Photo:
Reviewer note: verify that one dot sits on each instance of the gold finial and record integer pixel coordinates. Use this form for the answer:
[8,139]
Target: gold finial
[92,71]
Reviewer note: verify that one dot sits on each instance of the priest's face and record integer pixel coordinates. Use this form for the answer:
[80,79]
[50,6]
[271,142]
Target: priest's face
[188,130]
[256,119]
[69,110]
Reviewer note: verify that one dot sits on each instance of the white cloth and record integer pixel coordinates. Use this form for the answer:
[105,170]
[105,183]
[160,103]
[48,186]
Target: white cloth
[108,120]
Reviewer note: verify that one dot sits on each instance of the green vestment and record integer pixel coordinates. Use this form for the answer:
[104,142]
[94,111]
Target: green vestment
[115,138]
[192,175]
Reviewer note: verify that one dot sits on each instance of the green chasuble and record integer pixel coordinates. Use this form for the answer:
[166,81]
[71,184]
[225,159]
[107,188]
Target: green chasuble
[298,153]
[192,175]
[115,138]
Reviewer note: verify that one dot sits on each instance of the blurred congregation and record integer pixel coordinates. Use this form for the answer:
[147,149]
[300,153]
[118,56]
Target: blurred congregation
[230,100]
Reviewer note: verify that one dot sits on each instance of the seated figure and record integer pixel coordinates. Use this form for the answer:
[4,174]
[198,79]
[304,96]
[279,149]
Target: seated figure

EXERCISE DIRECTIONS: Whenever a line above contains "seated", copy that line.

COMPLETED TASK:
Reviewer note: verify that one dot sits on each instance of the seated figure and record integer pixel coordinates. Use this form for the answer:
Target: seated figure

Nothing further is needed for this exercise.